▶ [Onderzochte tekst]:

Deze tekst heeft de volgende tekst(en) gewijzigd:



Uitvoeringsbesluit(en):



Artikels:

Artikel 1. Voor de toepassing van dit besluit moet worden verstaan onder:
  1° Het Bureau: het Belgisch Interventie- en Restitutiebureau opgericht bij de wet van 10 november 1967 houdende oprichting van het Belgisch Interventie- en Restitutiebureau;
  2° Het koninklijk besluit van 25 juli 1989: het koninklijk besluit van 25 juli 1989 tot vaststelling van de wijze waarop personeelsleden van de federale ministeries overgaan naar de gemeenschaps- en gewestregeringen en naar het verenigd college van de gemeenschappelijke gemeenschapscommissie;
  3° personeelsleden : de Rijksambtenaren, de stagiairs en de bij arbeidsovereenkomst in dienst genomen personeelsleden.

▶ [Opdrachten]:
1: Schrijf het deel van de onderzochte tekst over dat begint met de woorden "Deze tekst heeft" en eindigt met "dienst genomen personeelsleden.".
2: Beantwoord deze vragen over de onderzochte tekst:
(a) Bij welke wet is het Belgisch Interventie- en Restitutiebureau opgericht?
(b) Van welke datum is het koninklijk besluit dat in punt 2° wordt omschreven?
(c) Welke drie groepen vallen onder het begrip "personeelsleden"?
Voor het werk met de onderzochte tekst is de lijst niet nodig.

▶ [Verzameld materiaal]:
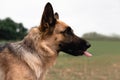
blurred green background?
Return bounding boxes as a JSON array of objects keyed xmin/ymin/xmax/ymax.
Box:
[{"xmin": 0, "ymin": 18, "xmax": 120, "ymax": 80}]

▶ [Verwachte antwoorden]:
1:
Deze tekst heeft de volgende tekst(en) gewijzigd:



Uitvoeringsbesluit(en):



Artikels:

Artikel 1. Voor de toepassing van dit besluit moet worden verstaan onder:
  1° Het Bureau: het Belgisch Interventie- en Restitutiebureau opgericht bij de wet van 10 november 1967 houdende oprichting van het Belgisch Interventie- en Restitutiebureau;
  2° Het koninklijk besluit van 25 juli 1989: het koninklijk besluit van 25 juli 1989 tot vaststelling van de wijze waarop personeelsleden van de federale ministeries overgaan naar de gemeenschaps- en gewestregeringen en naar het verenigd college van de gemeenschappelijke gemeenschapscommissie;
  3° personeelsleden : de Rijksambtenaren, de stagiairs en de bij arbeidsovereenkomst in dienst genomen personeelsleden.

2:
(a) Bij de wet van 10 november 1967 houdende oprichting van het Belgisch Interventie- en Restitutiebureau.
(b) 25 juli 1989.
(c) De Rijksambtenaren, de stagiairs en de bij arbeidsovereenkomst in dienst genomen personeelsleden.